→ **DATA ROWS**:
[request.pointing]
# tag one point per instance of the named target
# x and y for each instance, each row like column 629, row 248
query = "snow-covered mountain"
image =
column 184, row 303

==

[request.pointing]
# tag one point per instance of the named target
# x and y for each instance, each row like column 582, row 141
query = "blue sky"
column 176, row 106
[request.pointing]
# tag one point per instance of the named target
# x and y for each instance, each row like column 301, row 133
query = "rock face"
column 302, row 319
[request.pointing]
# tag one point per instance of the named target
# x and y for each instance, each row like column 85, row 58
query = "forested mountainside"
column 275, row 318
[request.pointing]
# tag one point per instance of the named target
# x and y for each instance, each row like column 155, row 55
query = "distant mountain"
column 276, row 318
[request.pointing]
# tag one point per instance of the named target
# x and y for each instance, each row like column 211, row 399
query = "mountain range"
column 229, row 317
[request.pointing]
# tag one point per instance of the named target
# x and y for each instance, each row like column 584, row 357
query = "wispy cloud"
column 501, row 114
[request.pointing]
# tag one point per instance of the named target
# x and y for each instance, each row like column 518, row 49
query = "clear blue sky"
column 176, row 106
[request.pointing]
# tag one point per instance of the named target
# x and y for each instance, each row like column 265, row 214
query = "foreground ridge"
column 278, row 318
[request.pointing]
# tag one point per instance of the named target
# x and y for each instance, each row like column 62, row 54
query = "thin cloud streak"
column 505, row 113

→ **WRITTEN INSTRUCTION**:
Show every line of the records that contains the string "query", matching case exactly.

→ **OUTPUT FOR THIS EXERCISE**:
query = "snow-covered mountain"
query = "blue sky"
query = "rock face"
query = "forested mountainside"
query = "distant mountain"
query = "mountain range"
query = "wispy cloud"
query = "clear blue sky"
query = "foreground ridge"
query = "thin cloud streak"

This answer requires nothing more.